# Your goal:
Retype every record that follows, character for character.

Records from a data source:
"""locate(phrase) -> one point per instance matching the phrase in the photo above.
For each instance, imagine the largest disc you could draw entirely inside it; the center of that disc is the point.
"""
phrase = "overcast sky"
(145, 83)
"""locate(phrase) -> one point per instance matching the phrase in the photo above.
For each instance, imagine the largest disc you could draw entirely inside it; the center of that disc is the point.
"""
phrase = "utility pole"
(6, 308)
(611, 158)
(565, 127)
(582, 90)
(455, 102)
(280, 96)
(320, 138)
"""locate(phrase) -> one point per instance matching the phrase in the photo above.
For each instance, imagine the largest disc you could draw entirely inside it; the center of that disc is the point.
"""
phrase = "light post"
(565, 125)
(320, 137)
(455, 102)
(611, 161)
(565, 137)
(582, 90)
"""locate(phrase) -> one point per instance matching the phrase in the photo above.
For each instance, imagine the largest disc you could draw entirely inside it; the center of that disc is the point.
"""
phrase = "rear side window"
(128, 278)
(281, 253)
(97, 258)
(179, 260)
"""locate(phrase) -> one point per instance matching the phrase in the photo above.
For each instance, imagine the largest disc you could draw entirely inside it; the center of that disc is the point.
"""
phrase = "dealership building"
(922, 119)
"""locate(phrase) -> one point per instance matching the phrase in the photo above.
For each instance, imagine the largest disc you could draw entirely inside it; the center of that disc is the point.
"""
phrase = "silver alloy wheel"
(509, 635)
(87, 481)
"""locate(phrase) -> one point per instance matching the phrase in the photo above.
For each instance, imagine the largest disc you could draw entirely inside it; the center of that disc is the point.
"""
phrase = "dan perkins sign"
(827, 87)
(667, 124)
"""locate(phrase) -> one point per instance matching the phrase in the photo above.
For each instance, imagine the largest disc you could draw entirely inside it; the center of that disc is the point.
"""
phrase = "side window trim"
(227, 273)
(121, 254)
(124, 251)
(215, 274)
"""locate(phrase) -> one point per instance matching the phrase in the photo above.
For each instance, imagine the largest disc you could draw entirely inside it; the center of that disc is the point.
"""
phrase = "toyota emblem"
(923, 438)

# Written answer:
"""locate(phrase) -> one point per instance matching the phrase in the photo above.
For each instance, imagine the largest disc you could draw entirely inside it; the center of that disc is the point.
"""
phrase = "overcast sky"
(145, 83)
"""locate(phrase) -> one point per instance matching the phrase in the photo above.
For each instance, imagine the largest disc you could draw entirely inside it; the center of that disc is the point.
"""
phrase = "utility pole"
(6, 308)
(611, 158)
(565, 127)
(582, 90)
(455, 102)
(280, 96)
(320, 138)
"""locate(phrase) -> one point per instance matching the phrase in the photo above.
For each instance, imagine the largest disc you could draw entirely inside it; the center of that disc is the point.
"""
phrase = "light post"
(565, 125)
(320, 137)
(455, 102)
(611, 161)
(565, 137)
(582, 90)
"""locate(phrase) -> one point per instance matching the phrase in the photo above.
For each instance, imagine the largest disc you could draw entirely inside it; the center of that disc is the point.
"""
phrase = "rear side window"
(128, 278)
(281, 253)
(97, 258)
(179, 260)
"""locate(phrase) -> one point per instance matching the phrase in the photo above.
For each instance, imagine the largest disc you could draw entirely inside it; the center of that disc is the point.
"""
phrase = "dealership building"
(922, 119)
"""locate(phrase) -> one point per instance matching the phrase in the photo above.
For each instance, imagine the largest disc you could draw entirely inside it; the center of that disc is the point.
"""
phrase = "silver alloy wheel"
(509, 635)
(87, 481)
"""locate(phrase) -> one point per instance matching the phrase in the photo above.
For each instance, imagine the largest disc you could draw entirely inside it; the center of that disc is the point.
"""
phrase = "dan perkins sign"
(827, 87)
(667, 124)
"""locate(phrase) -> one point per instance matching the phrase in the photo above.
For each instance, imagine the largest disc you could draw entirely inside it; the center of that disc is the point.
"""
phrase = "side window trim"
(227, 273)
(121, 254)
(124, 251)
(215, 274)
"""locate(phrase) -> one point per instance matching the phrase in the photo above.
For each instance, imagine the largest disc you could draw entirely inside it; the center of that disc is the point.
"""
phrase = "toyota emblem"
(923, 438)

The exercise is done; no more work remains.